## WORK TO COMPLETE:
From the line that contains "like [[125, 210]]." down to the last line of the data below, restate every line word for word, skipping any images.

(Image point grounding data)
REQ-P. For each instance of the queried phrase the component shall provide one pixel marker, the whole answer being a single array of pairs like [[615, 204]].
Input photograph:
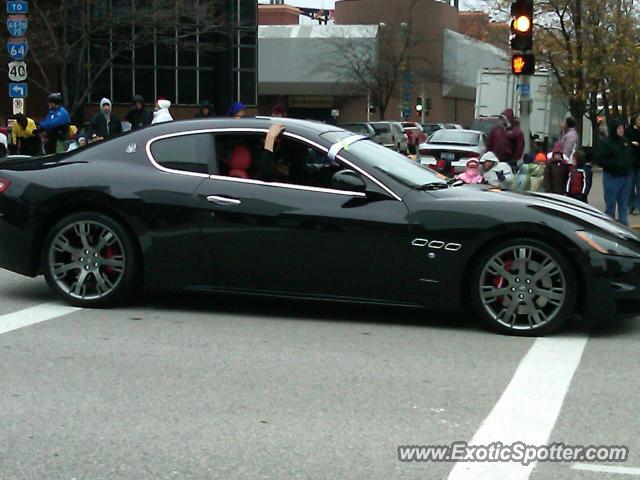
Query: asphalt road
[[196, 387]]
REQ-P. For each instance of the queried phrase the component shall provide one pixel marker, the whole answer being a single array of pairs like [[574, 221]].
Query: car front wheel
[[89, 260], [523, 287]]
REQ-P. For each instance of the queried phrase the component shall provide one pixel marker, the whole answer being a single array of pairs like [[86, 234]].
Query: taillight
[[4, 184]]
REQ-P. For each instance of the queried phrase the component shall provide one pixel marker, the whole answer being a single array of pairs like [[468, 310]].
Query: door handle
[[224, 201]]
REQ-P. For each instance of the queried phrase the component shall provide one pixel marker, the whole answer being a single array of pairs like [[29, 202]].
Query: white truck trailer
[[499, 89]]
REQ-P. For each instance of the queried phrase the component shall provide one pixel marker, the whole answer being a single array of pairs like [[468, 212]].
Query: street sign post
[[17, 25], [17, 6], [17, 71], [18, 106], [17, 48], [18, 90]]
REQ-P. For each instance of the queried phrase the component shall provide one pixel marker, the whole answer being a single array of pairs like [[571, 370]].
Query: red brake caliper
[[109, 253], [498, 281]]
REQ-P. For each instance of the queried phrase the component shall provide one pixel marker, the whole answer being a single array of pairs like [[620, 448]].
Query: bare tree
[[66, 35], [592, 47], [378, 72]]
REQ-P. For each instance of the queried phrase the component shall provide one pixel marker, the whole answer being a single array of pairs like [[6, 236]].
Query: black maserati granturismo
[[187, 205]]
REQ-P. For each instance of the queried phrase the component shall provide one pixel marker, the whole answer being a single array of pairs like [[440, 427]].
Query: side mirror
[[348, 180]]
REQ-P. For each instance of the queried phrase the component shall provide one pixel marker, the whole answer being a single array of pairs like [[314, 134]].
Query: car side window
[[293, 162], [185, 153]]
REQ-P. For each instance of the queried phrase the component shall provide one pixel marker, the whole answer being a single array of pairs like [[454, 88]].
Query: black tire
[[114, 274], [535, 305]]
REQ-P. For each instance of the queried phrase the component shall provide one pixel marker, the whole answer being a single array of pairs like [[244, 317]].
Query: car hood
[[583, 215]]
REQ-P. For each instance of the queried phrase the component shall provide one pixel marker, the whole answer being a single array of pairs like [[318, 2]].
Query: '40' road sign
[[17, 25], [17, 48], [17, 6]]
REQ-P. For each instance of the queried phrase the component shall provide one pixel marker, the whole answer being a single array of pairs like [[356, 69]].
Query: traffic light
[[521, 25], [523, 64]]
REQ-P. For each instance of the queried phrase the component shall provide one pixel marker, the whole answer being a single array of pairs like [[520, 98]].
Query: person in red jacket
[[506, 140]]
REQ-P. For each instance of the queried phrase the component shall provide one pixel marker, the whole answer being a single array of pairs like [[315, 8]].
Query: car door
[[303, 238], [173, 243]]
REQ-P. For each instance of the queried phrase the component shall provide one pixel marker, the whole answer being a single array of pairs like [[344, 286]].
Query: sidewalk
[[596, 198]]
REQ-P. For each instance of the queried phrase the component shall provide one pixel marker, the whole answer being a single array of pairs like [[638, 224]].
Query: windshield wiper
[[434, 186]]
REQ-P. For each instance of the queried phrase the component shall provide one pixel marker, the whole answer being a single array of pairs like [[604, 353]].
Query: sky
[[464, 4]]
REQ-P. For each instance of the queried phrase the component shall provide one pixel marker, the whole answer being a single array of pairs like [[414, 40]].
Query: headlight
[[605, 245]]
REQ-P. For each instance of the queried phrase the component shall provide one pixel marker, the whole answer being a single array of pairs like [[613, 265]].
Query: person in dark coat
[[616, 159], [580, 177], [104, 123], [633, 135], [506, 140], [556, 172], [206, 110], [138, 116]]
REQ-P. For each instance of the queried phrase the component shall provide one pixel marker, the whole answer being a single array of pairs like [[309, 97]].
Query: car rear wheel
[[523, 287], [90, 261]]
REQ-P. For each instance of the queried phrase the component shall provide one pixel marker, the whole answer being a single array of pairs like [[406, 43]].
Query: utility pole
[[525, 110], [423, 113]]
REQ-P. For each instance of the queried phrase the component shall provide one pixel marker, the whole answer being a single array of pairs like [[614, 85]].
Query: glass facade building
[[186, 51]]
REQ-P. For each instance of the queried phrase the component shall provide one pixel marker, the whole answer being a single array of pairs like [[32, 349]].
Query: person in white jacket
[[496, 173], [162, 113]]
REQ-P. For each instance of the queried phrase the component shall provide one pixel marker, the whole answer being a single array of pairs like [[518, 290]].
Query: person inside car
[[471, 174], [496, 173], [272, 167]]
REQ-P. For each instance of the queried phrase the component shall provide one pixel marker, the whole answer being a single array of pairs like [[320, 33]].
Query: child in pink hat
[[471, 173]]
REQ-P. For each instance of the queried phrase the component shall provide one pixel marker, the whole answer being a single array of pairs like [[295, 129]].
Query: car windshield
[[485, 125], [380, 128], [357, 128], [455, 137], [397, 166]]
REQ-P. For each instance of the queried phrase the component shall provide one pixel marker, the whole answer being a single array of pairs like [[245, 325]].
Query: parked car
[[430, 128], [415, 134], [455, 146], [362, 128], [393, 135], [172, 207], [485, 124]]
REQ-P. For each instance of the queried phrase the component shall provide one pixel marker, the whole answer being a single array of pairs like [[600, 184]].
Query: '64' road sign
[[17, 71], [17, 25], [17, 6], [17, 48]]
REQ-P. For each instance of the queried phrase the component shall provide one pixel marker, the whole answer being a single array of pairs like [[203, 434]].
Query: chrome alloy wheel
[[86, 259], [523, 288]]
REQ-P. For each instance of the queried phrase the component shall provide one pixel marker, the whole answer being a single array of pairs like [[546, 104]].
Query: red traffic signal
[[521, 25], [523, 64]]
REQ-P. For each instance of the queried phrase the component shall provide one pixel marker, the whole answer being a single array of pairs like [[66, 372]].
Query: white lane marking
[[29, 316], [606, 469], [528, 408]]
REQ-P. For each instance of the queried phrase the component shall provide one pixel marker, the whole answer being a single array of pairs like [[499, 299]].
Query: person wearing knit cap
[[616, 159], [471, 174], [497, 174], [162, 113], [104, 123], [556, 171], [237, 110]]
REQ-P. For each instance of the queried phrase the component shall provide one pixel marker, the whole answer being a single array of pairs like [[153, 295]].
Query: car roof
[[460, 130]]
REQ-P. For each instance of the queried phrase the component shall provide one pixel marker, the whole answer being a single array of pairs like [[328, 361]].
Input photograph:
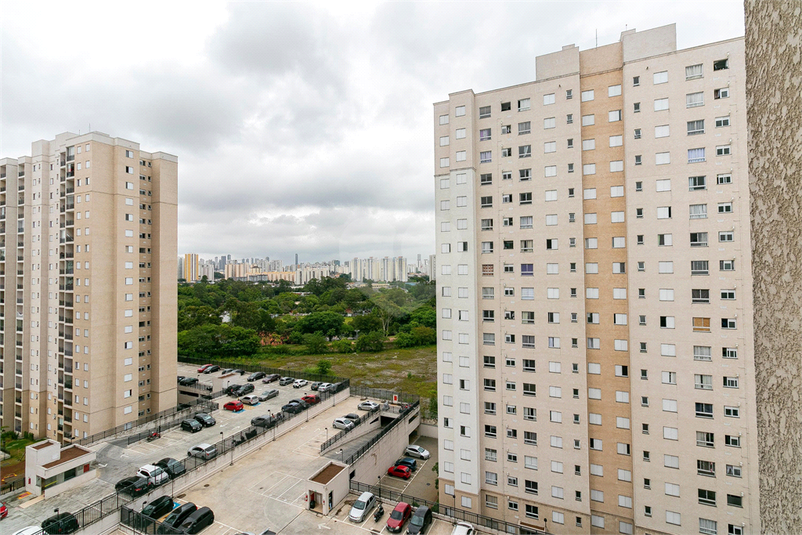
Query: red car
[[312, 399], [400, 471], [234, 406], [399, 517]]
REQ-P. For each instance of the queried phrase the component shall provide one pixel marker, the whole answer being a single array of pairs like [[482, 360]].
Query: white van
[[250, 399], [154, 474]]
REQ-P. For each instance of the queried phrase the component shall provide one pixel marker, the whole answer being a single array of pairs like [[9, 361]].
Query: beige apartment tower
[[88, 247], [595, 360]]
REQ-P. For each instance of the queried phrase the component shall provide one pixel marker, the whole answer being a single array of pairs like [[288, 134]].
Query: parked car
[[154, 474], [368, 406], [354, 418], [267, 421], [205, 420], [233, 406], [230, 389], [421, 519], [203, 451], [197, 521], [399, 517], [463, 528], [409, 462], [362, 507], [134, 486], [159, 507], [343, 423], [268, 394], [400, 471], [417, 451], [60, 523], [244, 389], [250, 399], [177, 517], [173, 467]]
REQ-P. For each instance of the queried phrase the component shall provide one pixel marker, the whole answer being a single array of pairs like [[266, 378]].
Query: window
[[696, 127], [692, 100], [660, 104], [696, 155], [693, 71]]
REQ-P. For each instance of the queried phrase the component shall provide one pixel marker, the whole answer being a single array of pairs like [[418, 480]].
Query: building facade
[[88, 230], [595, 361]]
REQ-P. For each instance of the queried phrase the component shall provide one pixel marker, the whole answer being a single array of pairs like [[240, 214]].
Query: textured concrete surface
[[774, 97]]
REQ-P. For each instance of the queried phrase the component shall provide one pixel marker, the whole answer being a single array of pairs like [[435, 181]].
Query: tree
[[315, 343]]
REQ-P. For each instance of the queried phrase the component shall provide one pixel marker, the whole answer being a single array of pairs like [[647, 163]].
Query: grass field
[[412, 370]]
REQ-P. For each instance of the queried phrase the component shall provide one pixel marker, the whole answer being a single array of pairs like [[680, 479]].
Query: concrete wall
[[774, 118]]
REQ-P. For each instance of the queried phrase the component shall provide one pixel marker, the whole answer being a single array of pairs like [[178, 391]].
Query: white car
[[463, 528], [154, 474], [417, 451], [362, 507], [300, 383], [368, 406], [342, 423]]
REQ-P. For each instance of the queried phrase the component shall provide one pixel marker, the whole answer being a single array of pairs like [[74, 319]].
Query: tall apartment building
[[595, 361], [191, 267], [88, 247]]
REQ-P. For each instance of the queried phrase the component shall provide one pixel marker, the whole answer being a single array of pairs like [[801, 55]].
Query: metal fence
[[364, 418], [314, 377], [361, 451], [178, 411], [391, 495]]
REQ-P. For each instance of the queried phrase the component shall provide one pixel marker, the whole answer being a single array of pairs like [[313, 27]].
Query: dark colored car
[[244, 389], [197, 521], [134, 486], [61, 523], [204, 419], [173, 467], [177, 517], [399, 517], [230, 389], [400, 471], [409, 462], [191, 425], [158, 507], [354, 418], [268, 421], [420, 521], [234, 406]]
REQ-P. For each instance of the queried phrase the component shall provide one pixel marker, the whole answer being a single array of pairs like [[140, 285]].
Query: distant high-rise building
[[596, 349], [88, 268]]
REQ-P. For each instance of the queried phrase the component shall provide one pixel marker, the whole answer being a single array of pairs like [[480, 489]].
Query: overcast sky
[[299, 128]]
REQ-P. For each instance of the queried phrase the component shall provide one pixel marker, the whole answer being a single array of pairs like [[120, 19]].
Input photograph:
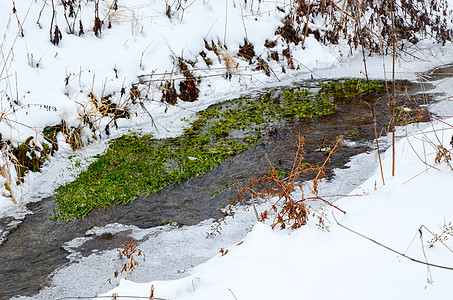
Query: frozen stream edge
[[172, 252]]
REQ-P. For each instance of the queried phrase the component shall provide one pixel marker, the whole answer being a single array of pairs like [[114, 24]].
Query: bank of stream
[[34, 249]]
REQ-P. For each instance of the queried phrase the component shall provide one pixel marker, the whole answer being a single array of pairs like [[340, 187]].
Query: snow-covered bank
[[309, 263], [53, 82]]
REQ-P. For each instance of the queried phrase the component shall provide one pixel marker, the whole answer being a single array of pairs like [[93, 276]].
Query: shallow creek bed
[[33, 250]]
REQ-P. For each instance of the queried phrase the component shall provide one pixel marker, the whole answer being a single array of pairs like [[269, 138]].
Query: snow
[[308, 262], [51, 83]]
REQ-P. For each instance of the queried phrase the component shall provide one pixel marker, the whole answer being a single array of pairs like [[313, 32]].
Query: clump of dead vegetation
[[286, 211], [129, 253]]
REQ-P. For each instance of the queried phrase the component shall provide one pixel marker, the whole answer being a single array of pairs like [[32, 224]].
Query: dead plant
[[129, 252], [447, 231], [286, 211]]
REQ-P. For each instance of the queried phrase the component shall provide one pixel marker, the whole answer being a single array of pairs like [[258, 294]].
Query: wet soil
[[34, 249]]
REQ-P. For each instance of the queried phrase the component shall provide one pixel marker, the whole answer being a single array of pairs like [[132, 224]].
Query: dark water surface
[[34, 249]]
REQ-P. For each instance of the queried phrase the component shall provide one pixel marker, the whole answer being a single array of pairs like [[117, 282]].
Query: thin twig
[[390, 249]]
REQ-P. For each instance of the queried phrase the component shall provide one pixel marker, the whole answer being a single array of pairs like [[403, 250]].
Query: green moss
[[136, 165]]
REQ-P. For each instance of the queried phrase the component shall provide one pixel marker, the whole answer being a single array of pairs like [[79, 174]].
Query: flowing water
[[34, 249]]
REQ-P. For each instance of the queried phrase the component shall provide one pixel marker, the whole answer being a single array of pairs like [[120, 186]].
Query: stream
[[34, 249]]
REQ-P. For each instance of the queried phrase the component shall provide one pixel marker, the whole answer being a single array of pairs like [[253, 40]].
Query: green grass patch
[[135, 165]]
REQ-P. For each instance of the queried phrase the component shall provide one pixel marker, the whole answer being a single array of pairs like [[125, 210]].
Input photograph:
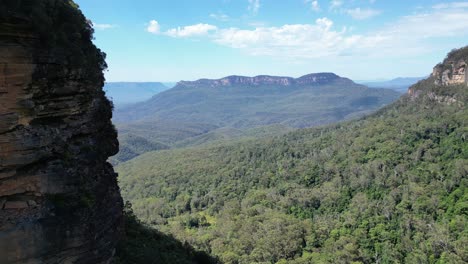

## SOLVED PROBLEM:
REQ-P. For each instance of the queried phrase the component shall provide one pixel marker, the whole answer being a single array of pairs like [[125, 210]].
Input photograph:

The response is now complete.